EXERCISE REQUIREMENTS: Copy the records below with "mountain slope" replaced by "hillside", leaving everything else unchanged and omitting the pictures.

=== DATASET EXCERPTS ===

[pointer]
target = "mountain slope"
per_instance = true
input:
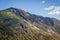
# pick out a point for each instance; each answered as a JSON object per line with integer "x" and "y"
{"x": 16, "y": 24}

===

SOLUTION FOR THIS EXERCISE:
[pointer]
target = "hillside"
per_instance = true
input:
# pick out a point for each instance; each answered as a JSON object per line with integer "x" and "y"
{"x": 16, "y": 24}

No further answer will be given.